--- RAW DATA Enclosed Below ---
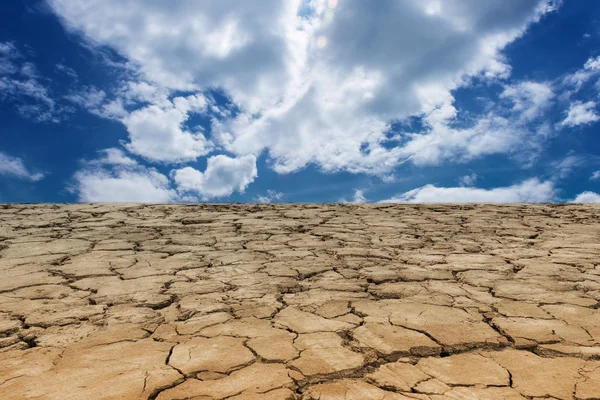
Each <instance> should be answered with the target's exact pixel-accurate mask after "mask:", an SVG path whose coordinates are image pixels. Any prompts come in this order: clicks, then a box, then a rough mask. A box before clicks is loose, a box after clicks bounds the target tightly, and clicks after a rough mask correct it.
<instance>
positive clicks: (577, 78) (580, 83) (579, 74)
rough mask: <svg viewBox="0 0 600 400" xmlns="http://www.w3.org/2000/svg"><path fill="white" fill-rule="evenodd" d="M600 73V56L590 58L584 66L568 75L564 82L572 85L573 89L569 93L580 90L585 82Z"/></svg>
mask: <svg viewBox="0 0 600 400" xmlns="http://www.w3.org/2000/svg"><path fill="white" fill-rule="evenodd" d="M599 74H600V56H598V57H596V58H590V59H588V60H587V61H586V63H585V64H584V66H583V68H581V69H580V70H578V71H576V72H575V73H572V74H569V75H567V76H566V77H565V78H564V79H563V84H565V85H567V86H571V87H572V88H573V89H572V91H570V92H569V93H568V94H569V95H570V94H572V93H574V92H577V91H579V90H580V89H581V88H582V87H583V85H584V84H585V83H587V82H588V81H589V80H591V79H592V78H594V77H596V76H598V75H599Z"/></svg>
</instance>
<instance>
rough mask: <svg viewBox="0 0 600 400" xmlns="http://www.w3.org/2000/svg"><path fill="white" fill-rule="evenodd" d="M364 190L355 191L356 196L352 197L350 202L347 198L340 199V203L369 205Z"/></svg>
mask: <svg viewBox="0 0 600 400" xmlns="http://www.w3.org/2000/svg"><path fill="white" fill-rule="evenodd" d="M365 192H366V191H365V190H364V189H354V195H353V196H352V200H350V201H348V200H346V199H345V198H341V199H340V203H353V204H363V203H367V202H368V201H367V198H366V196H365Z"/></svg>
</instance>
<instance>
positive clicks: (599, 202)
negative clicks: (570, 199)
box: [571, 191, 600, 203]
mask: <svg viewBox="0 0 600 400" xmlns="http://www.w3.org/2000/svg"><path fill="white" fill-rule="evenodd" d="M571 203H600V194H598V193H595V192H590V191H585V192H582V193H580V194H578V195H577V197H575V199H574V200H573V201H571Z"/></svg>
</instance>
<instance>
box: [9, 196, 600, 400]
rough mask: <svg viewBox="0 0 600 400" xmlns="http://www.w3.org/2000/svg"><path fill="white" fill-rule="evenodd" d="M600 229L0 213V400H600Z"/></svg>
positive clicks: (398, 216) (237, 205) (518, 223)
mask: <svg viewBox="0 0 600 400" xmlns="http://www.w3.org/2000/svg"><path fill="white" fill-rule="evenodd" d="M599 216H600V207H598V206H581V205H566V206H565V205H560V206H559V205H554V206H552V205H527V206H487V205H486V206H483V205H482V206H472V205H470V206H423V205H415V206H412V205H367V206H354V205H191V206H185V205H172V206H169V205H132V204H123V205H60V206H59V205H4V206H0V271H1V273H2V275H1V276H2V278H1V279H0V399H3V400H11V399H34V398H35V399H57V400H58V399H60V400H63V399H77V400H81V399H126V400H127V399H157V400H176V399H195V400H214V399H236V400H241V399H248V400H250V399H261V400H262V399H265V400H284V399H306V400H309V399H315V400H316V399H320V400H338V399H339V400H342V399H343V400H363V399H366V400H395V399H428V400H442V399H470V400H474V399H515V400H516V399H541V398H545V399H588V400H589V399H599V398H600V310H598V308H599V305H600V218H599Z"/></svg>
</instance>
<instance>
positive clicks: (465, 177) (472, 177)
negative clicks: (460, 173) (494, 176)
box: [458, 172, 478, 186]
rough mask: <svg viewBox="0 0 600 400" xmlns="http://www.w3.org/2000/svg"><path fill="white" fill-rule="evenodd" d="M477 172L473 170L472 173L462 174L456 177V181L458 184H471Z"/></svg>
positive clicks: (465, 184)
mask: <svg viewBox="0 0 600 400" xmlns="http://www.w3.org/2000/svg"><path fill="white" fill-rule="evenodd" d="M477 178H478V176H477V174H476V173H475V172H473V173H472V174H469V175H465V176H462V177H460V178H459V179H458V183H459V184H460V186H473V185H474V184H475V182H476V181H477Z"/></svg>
--- End of Enclosed RAW DATA ---
--- RAW DATA Enclosed Below ---
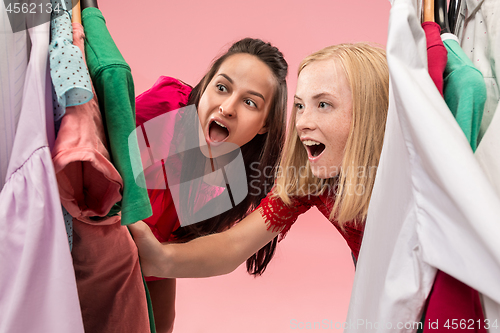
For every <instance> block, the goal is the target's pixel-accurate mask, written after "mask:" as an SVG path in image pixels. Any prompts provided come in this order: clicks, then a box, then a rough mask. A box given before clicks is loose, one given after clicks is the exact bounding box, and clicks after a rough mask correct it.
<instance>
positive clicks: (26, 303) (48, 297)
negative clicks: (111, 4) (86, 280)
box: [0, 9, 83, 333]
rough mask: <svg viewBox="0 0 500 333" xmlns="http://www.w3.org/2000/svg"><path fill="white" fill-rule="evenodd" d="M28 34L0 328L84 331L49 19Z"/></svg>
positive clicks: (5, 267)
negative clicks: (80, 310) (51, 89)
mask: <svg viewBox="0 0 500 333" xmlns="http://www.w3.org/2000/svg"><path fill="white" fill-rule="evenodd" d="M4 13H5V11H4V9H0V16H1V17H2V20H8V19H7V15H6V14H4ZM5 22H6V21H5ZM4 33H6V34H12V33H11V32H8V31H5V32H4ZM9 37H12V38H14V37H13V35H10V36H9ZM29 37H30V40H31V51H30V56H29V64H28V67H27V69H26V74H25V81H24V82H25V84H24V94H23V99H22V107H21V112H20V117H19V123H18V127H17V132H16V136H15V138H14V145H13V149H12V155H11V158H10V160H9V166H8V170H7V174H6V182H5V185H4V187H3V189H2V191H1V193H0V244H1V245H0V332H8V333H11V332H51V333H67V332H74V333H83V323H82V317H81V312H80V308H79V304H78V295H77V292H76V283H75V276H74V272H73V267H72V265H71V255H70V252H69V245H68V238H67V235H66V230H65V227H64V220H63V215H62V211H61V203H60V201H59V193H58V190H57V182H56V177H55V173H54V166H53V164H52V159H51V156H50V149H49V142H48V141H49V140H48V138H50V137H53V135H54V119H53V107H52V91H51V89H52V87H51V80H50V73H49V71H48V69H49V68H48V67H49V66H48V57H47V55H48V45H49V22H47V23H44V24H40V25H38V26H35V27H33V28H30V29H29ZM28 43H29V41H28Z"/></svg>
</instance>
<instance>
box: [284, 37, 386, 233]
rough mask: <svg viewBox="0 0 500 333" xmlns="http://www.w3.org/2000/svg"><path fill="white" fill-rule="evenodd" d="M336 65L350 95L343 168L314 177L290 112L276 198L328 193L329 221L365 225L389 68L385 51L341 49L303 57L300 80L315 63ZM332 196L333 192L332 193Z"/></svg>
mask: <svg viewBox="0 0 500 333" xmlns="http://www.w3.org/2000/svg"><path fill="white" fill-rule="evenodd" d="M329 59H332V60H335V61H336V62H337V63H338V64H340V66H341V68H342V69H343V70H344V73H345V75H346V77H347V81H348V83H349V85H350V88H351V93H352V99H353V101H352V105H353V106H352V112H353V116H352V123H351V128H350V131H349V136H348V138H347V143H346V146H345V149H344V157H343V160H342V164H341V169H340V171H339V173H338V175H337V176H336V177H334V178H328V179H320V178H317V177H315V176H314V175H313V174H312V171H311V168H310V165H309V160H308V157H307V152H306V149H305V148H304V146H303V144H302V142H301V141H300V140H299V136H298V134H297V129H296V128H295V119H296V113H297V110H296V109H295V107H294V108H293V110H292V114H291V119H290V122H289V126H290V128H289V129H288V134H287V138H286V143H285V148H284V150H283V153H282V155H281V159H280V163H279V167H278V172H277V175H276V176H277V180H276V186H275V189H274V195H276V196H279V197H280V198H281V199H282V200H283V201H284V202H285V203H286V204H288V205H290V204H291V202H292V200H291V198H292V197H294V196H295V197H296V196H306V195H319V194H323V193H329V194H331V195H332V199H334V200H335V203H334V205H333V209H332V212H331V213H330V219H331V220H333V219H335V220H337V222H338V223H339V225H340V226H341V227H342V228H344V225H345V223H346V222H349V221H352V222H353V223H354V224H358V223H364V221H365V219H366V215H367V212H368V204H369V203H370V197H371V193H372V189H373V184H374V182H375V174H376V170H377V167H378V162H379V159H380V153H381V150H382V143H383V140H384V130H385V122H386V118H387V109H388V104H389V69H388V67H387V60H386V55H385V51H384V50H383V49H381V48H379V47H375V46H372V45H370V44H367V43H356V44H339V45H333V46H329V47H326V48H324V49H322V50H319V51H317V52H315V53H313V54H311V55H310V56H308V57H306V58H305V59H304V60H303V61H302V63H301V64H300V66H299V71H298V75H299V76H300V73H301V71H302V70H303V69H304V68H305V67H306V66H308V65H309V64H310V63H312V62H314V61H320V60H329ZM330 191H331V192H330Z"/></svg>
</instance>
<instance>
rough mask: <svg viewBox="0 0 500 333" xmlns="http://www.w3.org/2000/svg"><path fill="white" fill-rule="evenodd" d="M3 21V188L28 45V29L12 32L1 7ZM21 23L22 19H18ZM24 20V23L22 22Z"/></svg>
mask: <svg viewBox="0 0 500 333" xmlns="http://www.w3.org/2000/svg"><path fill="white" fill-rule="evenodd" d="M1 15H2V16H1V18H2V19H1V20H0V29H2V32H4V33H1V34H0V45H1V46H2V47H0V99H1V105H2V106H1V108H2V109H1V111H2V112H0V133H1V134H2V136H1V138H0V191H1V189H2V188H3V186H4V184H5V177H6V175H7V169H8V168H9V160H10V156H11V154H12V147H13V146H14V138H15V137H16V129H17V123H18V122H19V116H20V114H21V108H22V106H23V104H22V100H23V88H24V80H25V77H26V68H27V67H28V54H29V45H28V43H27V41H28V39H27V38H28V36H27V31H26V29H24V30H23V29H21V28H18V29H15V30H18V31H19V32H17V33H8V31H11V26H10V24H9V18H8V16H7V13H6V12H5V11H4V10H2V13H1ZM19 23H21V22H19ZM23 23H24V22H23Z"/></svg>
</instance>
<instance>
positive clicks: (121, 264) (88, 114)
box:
--- End of Enclosed RAW DATA ---
» ACTION ITEM
In the listing above, which lines include the string "before"? Return every one of them.

» WRITTEN SOLUTION
Each <instance> should be answered with the target's exact pixel-accurate mask after "mask:", an SVG path whose coordinates are image pixels. Any prompts come in this order: clicks, then a box, then a rough mask. A box before clicks is loose, a box after clicks bounds the target tightly, and clicks after a rough mask correct it.
For every <instance> block, the goal is the target's pixel-accurate mask, written after "mask:" as an SVG path in image pixels. Any prompts provided come in this order: clicks, then a box, then a rough mask. A box given before clicks is loose, one given after clicks is the exact bounding box, and clicks after a rough mask correct it.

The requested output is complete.